++++ Dataset excerpts

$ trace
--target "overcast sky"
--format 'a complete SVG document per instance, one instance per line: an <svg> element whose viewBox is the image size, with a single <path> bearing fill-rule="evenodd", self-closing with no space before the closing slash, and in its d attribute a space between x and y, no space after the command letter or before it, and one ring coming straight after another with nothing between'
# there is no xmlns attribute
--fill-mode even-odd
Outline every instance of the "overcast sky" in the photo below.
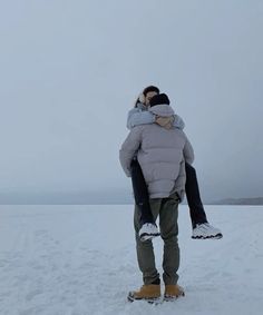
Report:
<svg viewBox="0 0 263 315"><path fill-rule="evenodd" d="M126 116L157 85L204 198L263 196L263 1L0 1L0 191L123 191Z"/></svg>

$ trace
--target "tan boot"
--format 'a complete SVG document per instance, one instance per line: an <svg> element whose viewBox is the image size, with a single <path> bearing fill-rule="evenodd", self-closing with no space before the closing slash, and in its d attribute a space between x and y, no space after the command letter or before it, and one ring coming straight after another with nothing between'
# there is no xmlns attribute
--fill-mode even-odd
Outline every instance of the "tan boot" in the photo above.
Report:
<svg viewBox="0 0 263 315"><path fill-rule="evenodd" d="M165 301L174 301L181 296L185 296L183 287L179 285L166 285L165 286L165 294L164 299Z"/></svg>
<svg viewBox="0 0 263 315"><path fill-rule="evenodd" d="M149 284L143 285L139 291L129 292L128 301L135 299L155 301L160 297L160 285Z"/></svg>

++++++++

◆ Directions for this task
Rewrite all of the lines above, changing "overcast sky" to "cloudy sky" and keeping everything else the same. Leave the pictures out.

◆ Exercise solution
$ trace
--target "cloudy sky"
--format 'a complete SVG document per instance, one instance per line: an <svg> element whose viewBox is the image size, with a single <path> bearing fill-rule="evenodd", self-closing with no space before the closing slash, and in its d attribute a space between x and y, no space after the command letter or before it, and one ring coming straight after another with nothing between'
# there is no xmlns attribute
--fill-mode even-odd
Outline every instance of the "cloudy sky" in the photo below.
Report:
<svg viewBox="0 0 263 315"><path fill-rule="evenodd" d="M126 116L157 85L204 198L263 196L263 1L0 1L0 191L123 191Z"/></svg>

$ trace
--target "tan boot"
--format 'a complete SVG document per instance, one instance per line: an <svg> element whose viewBox is the image size, with a single <path> bearing fill-rule="evenodd", self-closing with no space before the closing slash, and in its d attribute a space between x and y, no space after the command letter or before it, and one ring coming straight after another with nothing between'
# there is no xmlns attribute
--fill-mode even-odd
Outline every instance of the "tan boot" in the photo above.
Report:
<svg viewBox="0 0 263 315"><path fill-rule="evenodd" d="M165 301L174 301L181 296L185 296L183 287L179 285L166 285L165 286L165 294L164 299Z"/></svg>
<svg viewBox="0 0 263 315"><path fill-rule="evenodd" d="M149 284L143 285L139 291L129 292L128 301L135 299L155 301L160 297L160 285Z"/></svg>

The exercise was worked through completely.